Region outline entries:

════════════════

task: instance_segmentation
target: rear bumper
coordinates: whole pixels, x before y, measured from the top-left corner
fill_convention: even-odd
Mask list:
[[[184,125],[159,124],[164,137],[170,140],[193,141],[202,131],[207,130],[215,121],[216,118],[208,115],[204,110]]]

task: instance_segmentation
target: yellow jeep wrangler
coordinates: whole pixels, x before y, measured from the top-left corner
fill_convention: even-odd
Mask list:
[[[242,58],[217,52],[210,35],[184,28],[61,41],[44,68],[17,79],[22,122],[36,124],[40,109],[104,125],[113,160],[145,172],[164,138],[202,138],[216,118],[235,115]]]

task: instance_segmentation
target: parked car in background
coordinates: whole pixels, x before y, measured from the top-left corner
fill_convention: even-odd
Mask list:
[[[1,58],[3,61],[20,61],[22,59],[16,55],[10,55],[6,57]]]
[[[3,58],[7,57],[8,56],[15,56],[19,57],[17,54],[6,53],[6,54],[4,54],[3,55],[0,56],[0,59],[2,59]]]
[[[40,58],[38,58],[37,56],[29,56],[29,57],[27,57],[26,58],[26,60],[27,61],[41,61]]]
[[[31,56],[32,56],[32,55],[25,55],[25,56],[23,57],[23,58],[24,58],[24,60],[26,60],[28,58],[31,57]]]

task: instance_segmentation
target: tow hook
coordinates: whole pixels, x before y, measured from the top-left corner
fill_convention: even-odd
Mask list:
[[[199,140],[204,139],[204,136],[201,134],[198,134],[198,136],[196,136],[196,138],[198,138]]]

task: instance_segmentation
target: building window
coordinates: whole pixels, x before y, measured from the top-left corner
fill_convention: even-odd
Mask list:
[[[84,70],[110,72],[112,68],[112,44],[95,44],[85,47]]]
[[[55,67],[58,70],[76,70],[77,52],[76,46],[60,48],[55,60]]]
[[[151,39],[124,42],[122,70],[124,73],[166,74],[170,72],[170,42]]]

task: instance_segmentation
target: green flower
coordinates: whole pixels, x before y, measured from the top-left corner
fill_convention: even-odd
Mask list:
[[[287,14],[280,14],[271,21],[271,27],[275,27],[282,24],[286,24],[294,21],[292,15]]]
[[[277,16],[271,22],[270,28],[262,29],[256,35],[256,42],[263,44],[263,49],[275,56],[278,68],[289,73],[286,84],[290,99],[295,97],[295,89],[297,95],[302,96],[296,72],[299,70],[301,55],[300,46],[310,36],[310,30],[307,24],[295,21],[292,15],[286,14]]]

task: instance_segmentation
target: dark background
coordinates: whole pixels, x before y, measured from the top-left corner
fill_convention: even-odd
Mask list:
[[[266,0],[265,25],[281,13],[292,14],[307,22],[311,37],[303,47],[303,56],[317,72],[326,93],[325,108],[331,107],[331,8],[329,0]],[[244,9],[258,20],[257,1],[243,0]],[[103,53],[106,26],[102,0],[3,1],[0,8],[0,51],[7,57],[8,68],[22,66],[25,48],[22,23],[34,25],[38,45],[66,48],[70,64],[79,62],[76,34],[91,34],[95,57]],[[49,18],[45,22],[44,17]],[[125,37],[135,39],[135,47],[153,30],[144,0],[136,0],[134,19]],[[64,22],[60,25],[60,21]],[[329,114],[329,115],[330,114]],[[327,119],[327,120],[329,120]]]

════════════════

WHAT YOU WILL DO:
Show every line from the rows above that contains the word "background".

EXERCISE SOLUTION:
target: parked car in background
target: dark background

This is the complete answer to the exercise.